— TEXTO DE LECTURA —
╭──

Manual del perfecto cine revolucionario

La crítica de cine cubano ha subestimado el verdadero sentido del filme Historias de la Revolución, de Tomás Gutiérrez Alea, en su rol de proporcionar el ABC de la nueva escuela cinematográfica que emergería del recién creado Instituto Cubano del Arte e Industria Cinematográficos (ICAIC) en la Isla. Ese manual del perfecto cine revolucionario debía portar un sex-appeal mágico que emulase la eficacia de los discursos del mismísimo Fidel Castro, esos que estaban flechando el corazón de influyentes personalidades de la izquierda mundial, como Jean Paul Sartre y Simone de Beauvoir. 

La tarea no era sencilla, pero la decisión de crear el ICAIC y juntar allí a los que, a todas luces, eran los nombres más sobresalientes, “los más entendidos” jóvenes apasionados por el séptimo arte en Cuba, fue un paso decisivo. 

La idea de Alfredo Guevara —primer director de la institución y “hombre de confianza” de Fidel Castro— de producir una banda sonora que se acoplara a la lírica revolucionaria, parecía unánime, al menos en esos primeros años en los que todavía se hablaba de apertura, libertad de expresión y de creación en el arte, como puede leerse en esos textos llenos de entusiasmo que escribieran Gutiérrez Alea y el propio Cabrera Infante, segundos al mando (aún no habían llegado los días del documental PM y las famosas “Palabras a los intelectuales”). 

Poco tiempo después, ambos renunciarían a sus cargos como consejeros en el instituto: Alea se quedaría como un frío acompañante del proceso (solamente haciendo películas), mientras Cabrera Infante se decantaría por Lunes de Revolución, apostando al peor postor (el semanario fue clausurado a principios de noviembre de 1961), y prácticamente todos los que participaron en el proyecto serían esparcidos en lugares inimaginables.

╰──

— TAREA ASIGNADA 1 —
Según el texto sobre el cine revolucionario cubano, ¿cuándo fue clausurado el semanario Lunes de Revolución?
— TAREA ASIGNADA 2 —
Prosigue el texto sobre el cine revolucionario cubano a partir del punto en que termina.
El listado no tiene ningún papel en esto.

— DATOS PROPORCIONADOS —
╭──

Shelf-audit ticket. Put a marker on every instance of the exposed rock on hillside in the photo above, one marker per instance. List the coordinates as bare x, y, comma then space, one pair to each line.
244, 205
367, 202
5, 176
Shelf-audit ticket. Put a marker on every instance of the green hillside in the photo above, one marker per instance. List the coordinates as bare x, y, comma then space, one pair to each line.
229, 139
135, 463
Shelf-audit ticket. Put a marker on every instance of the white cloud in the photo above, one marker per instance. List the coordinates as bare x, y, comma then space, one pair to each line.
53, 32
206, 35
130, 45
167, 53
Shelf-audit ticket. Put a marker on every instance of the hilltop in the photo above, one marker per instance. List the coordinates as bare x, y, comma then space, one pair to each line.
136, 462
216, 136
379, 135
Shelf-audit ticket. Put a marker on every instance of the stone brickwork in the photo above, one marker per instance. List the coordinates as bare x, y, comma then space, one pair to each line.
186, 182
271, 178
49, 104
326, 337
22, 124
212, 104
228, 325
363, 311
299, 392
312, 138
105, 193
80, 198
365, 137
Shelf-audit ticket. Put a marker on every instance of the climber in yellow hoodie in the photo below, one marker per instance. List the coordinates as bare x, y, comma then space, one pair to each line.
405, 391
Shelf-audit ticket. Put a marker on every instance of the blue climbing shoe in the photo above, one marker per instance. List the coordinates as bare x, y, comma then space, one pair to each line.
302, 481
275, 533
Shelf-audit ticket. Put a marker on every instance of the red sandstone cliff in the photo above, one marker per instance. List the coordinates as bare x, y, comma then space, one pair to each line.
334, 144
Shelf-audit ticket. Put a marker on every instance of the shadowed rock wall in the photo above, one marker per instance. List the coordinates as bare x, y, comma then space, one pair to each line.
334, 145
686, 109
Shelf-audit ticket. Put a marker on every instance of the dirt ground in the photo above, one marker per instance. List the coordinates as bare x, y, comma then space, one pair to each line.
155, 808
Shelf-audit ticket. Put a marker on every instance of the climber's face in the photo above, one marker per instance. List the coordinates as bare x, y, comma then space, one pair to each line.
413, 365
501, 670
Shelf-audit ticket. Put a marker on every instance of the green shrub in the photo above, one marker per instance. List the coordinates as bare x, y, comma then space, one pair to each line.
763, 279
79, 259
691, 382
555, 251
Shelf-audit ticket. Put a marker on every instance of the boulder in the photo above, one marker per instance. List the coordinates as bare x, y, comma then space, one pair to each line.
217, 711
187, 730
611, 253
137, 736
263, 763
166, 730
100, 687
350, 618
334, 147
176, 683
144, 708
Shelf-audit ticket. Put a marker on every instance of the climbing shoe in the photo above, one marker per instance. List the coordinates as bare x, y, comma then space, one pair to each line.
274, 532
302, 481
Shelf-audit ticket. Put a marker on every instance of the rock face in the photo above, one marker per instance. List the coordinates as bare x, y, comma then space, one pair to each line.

╰──

— RESPUESTA ESCRITA 1 —
A principios de noviembre de 1961.

— RESPUESTA ESCRITA 2 —
Pero regresemos a Historias de la Revolución y sus efectos. El filme consta de tres relatos (en un principio iban a ser cinco), que conjugan entretenimiento y didactismo, proporcionando una única y gran heroína a los espectadores, la Revolución. 

“El herido”, el primero de la trilogía, ficcionaliza una historia paralela al asalto al Palacio Presidencial, ocurrida aquel 13 de marzo 1957 en La Habana. “Rebeldes” transcurre en la Sierra Maestra, en 1958, mientras en el último de los tres, “Santa Clara” acudimos a los hechos que desembocaron en la derrota de la tiranía batistiana, cuando se logra descarrilar un tren militar cargado de armas para aprovisionar al ejército. 

Los tres episodios son presentados como tres momentos de una misma lucha armada (aunque sabemos que se trató de grupos de resistencia diferentes), producto de ese afán de entregar un relato monolítico de la gesta. Pero lo que nos interesa aquí son los mensajes cifrados que el filme lanza a sus espectadores. 

El primer mensaje cargaba un doble propósito: la producción de un nuevo sujeto revolucionario, ese que más tarde sería conceptualizado por el Che Guevara como el “hombre nuevo”. Este concepto permitía elaborar estrategias de segregación interna (emancipación de la clase obrera y fidelismo a un mismo tiempo), mientras se proponía como modelo para la izquierda mundial. 

Así, no solamente eran representados de forma negativa los batistianos de las tres historias: la policía (los casquitos) y el ejército, sino también a los burgueses del primer relato. Basta recordar la escena de ese episodio donde la criada de la casa baja las escaleras rumbo a la calle, para hacer las compras, mientras la pareja de burgueses permanece en sus habitaciones, contemplando el paisaje desde la ventana. La criada, perteneciente a la clase proletaria, entra en contacto con la realidad en ese descenso, mientras sus amos prefieren su torre de marfil, ese sitio donde pueden permanecer incólumes frente a los acontecimientos. 

El hombre nuevo, justo y valiente, en este ideal romántico del cine naciente, encarna en la piel del proletariado, aunque los creadores del nuevo orden revolucionario, Fidel, Raúl, el Che, no lo sean.

El contacto con la realidad de todos los días fue presentado como uno de los primeros argumentos para repudiar a la burguesía cubana. Esa política se ramificó en el cine y la literatura (piénsese en el monumento que se erigió con aquel Sergio de Memorias del subdesarrollo y su telescopio), hasta llegar a una realidad cada instante más convulsa.

Esa pareja del primer relato, que vive en su torre de marfil, representará para el cine cubano el primer arquetipo del burgués en tiempos de Revolución. El guion no pierde un segundo su estrategia e introduce la vuelta de tuerca que desencadena en un torbellino de muerte y lágrimas.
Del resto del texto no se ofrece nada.